• _What you have to do_
Switch "most welcome" to "greatly appreciated" throughout the entries below, and leave every other line unchanged.

• _Entries excerpted from a collection_
....

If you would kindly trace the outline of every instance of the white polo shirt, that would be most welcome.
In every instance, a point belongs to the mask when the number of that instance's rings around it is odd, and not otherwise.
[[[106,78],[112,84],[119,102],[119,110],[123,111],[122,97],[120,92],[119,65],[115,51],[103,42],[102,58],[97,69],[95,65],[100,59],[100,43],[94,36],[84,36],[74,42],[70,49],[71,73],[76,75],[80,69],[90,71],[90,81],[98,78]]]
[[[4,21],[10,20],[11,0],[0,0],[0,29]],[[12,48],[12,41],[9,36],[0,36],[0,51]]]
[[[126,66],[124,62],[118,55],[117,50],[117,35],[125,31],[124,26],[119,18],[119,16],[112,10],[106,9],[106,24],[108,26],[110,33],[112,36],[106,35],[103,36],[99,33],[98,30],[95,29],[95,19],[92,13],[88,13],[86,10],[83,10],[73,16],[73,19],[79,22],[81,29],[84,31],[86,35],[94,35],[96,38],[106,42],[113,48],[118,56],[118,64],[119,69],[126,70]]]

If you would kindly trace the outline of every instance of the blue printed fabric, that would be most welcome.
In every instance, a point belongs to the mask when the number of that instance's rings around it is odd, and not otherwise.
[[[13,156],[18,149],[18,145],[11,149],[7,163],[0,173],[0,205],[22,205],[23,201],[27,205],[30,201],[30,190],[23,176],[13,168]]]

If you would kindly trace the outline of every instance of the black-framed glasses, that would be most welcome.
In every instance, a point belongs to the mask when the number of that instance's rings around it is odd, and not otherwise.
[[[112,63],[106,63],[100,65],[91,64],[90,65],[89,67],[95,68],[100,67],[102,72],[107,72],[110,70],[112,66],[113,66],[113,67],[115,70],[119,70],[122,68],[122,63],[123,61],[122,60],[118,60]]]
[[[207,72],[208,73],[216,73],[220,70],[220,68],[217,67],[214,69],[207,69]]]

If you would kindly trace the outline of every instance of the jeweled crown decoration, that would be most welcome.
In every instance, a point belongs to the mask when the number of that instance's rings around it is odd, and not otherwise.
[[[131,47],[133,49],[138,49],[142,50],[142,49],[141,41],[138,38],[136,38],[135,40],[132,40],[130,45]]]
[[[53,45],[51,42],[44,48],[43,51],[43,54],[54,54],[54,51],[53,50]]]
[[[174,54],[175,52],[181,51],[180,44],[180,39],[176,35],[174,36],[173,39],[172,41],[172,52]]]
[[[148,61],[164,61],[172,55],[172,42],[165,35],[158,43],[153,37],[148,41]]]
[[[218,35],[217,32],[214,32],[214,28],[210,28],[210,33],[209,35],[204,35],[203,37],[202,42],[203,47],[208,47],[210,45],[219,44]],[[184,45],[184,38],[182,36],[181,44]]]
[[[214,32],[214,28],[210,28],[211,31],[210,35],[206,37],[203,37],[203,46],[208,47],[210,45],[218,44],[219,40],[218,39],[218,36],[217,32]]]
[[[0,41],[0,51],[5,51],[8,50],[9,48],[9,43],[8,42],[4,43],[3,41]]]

....

• _Solved problem_
If you would kindly trace the outline of every instance of the white polo shirt, that would be greatly appreciated.
In every instance, a point belongs to the mask when the number of that instance's rings around it is odd, and not otherwise.
[[[106,78],[112,84],[119,102],[119,110],[123,111],[122,97],[120,92],[119,65],[115,51],[103,42],[102,58],[97,69],[95,65],[100,59],[100,43],[94,36],[84,36],[74,42],[70,49],[71,73],[76,75],[80,69],[90,71],[90,81],[98,78]]]
[[[4,21],[10,20],[11,0],[0,0],[0,29]],[[12,48],[12,41],[9,36],[0,36],[0,51]]]
[[[126,66],[124,62],[118,55],[117,50],[117,35],[125,31],[124,26],[119,18],[119,16],[112,10],[106,9],[106,24],[108,26],[110,33],[112,36],[106,35],[103,36],[99,33],[98,30],[95,29],[95,19],[92,13],[88,13],[86,10],[83,10],[73,16],[73,19],[79,22],[81,29],[84,31],[86,35],[94,35],[96,38],[106,42],[113,48],[118,56],[118,64],[119,69],[126,70]]]

If you would kindly trace the outline of every instance of the blue printed fabric, that would be greatly appreciated.
In every instance, a point belongs to the mask when the number of that instance's rings around it is odd, and not otherwise.
[[[13,156],[18,149],[18,145],[11,149],[7,163],[0,173],[0,205],[22,205],[23,201],[27,205],[30,201],[30,190],[23,176],[13,168]]]

If you would kindly trace the outline of every instance of the black-framed glasses, that would be greatly appreciated.
In every instance, a point belongs to the mask when the number of that instance's rings around it is odd, and not otherwise.
[[[112,63],[106,63],[100,65],[91,64],[90,65],[89,67],[95,68],[100,67],[102,72],[107,72],[110,70],[112,66],[113,66],[113,67],[115,70],[119,70],[122,68],[122,63],[123,61],[122,60],[118,60]]]
[[[207,72],[208,73],[216,73],[220,70],[220,68],[217,67],[214,69],[207,69]]]

If you would kindly trace the outline of every instance of the jeweled crown decoration, that would be greatly appreciated.
In every instance, a point belongs to the mask when the number of that instance's rings around it is odd, and not otherwise.
[[[131,47],[133,49],[138,49],[142,50],[142,49],[141,41],[138,38],[136,38],[135,40],[132,40],[130,45]]]
[[[53,45],[51,42],[44,48],[43,51],[43,54],[54,54],[54,51],[53,50]]]
[[[174,54],[175,52],[181,51],[180,44],[180,39],[176,35],[174,36],[173,39],[172,41],[172,52]]]
[[[148,61],[164,61],[172,55],[172,42],[165,35],[158,43],[153,37],[148,41]]]
[[[218,35],[217,32],[214,32],[214,28],[210,28],[210,33],[209,35],[204,35],[203,37],[202,42],[203,47],[208,47],[210,45],[219,44]],[[184,45],[184,38],[182,36],[181,44]]]
[[[214,32],[214,28],[210,28],[211,31],[210,35],[206,37],[203,37],[203,46],[208,47],[210,45],[218,44],[219,40],[218,39],[218,36],[217,32]]]
[[[0,41],[0,51],[5,51],[8,50],[9,48],[9,43],[8,42],[4,43],[3,41]]]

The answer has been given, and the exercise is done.